### CHALLENGES
**A)** In the passage about Ehrenreich, what has growing economic polarization made the professional class become?
**B)** Count the lines in the entries that contain the string "pier", and reply with only that number.

** Start of TEXT BLOCK **

If humor was Ehrenreich's emotional armor for the 1980s, it is also her best instrument of subversion. While other women are busy pointing fingers at one another for their family and career choices, Ehrenreich makes her case for working mothers by debunking, with the endearing sting of a suburban survivor, the guilt trips thrust upon them. Don't worry about missing your kid's "stages," she says, because "no self-respecting six-year-old wants to be reminded that she was once a fat little fool in a high chair."

Yet her biggest feat is finding a few innocuous ways of bringing up the generally unpalatable subject of class in America. Growing economic polarization, she argues, has made the professional class, which is inherently insecure, more smug and selfish. Much of her evidence involves incidental, sometimes lighthearted perceptions about how this uneasiness reveals itself. To escape association with a shrinking middle class, yuppies have learned to choose the baby bass en croute over the chef's salad, Italian knit sweaters over flannel shirts, running over basketball and handcrafted cabinets over mass-produced maple.

** End of TEXT BLOCK **
** Start of INPUT **

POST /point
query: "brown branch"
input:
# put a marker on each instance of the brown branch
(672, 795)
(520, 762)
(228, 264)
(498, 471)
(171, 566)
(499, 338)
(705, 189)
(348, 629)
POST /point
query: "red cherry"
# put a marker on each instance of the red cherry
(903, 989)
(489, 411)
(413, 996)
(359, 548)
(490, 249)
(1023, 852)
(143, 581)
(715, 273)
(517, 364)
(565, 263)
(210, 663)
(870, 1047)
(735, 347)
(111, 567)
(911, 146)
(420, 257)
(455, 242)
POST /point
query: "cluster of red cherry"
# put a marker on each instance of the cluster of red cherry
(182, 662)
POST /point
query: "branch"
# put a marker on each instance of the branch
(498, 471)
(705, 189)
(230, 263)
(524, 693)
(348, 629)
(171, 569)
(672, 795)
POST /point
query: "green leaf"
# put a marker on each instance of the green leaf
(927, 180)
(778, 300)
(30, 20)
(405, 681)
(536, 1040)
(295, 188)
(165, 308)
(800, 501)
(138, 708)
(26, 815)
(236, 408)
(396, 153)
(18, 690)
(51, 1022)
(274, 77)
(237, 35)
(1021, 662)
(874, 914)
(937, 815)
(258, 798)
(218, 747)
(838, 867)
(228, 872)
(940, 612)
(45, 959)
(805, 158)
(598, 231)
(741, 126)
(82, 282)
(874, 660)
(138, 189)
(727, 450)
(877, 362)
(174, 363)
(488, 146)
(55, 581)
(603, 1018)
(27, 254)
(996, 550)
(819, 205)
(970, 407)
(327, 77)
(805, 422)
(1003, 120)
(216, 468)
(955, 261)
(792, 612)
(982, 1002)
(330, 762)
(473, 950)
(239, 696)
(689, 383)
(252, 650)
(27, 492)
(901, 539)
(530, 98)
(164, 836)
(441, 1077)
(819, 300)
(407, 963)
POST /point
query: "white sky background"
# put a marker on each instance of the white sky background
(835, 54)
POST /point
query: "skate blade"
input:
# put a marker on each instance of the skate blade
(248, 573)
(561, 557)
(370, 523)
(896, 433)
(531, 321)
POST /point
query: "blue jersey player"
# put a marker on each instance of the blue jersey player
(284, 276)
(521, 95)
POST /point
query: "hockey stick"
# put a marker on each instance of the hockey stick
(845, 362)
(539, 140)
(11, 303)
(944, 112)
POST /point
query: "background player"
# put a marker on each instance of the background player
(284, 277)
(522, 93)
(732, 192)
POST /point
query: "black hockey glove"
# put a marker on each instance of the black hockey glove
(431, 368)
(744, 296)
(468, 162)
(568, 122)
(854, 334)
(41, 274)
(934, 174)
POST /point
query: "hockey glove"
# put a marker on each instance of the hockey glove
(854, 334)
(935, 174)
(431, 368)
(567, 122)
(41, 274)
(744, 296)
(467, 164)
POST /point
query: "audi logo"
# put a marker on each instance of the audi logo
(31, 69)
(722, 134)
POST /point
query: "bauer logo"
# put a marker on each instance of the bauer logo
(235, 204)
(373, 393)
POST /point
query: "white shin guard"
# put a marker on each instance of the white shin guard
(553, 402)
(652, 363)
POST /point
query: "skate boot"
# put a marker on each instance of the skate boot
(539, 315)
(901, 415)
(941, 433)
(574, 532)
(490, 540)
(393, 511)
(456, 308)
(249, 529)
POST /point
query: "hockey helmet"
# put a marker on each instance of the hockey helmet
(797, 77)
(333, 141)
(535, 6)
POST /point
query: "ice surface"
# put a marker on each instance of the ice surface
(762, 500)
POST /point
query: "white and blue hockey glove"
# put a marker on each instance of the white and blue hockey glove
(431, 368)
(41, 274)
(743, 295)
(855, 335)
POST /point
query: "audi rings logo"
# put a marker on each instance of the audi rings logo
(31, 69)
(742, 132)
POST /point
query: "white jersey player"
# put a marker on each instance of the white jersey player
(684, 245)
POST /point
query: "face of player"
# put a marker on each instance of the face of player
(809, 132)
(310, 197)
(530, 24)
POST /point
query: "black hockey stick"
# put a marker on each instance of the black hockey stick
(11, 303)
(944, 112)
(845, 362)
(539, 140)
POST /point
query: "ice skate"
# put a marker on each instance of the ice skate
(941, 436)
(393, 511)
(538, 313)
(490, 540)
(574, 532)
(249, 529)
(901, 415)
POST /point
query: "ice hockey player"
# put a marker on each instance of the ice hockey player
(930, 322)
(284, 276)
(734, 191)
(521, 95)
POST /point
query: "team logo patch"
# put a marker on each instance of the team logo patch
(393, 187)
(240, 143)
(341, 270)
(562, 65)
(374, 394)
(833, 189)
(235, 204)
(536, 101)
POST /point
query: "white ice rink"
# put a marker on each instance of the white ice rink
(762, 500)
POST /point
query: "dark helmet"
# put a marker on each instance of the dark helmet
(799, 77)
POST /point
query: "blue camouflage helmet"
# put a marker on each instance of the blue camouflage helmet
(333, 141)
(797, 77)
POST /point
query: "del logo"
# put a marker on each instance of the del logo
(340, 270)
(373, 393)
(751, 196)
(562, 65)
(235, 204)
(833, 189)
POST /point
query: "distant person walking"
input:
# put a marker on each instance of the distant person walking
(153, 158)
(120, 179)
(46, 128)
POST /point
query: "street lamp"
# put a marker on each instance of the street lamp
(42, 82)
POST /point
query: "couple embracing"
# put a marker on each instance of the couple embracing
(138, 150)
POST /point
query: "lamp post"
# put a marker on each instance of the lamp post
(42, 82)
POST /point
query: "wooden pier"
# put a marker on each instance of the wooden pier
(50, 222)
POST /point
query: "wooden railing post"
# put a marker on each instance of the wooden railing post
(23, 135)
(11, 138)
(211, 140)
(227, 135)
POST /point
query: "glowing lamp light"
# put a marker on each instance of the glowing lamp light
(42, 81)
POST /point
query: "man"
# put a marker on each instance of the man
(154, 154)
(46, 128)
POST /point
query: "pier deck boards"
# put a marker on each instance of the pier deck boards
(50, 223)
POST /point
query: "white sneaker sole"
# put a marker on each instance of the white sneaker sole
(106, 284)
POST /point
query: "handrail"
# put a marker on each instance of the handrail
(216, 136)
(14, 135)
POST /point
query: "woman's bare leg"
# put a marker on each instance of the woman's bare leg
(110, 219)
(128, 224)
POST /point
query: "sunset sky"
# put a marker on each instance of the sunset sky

** End of INPUT **

### RESPONSES FOR EACH TASK
**A)** More smug and selfish.

**B)** 4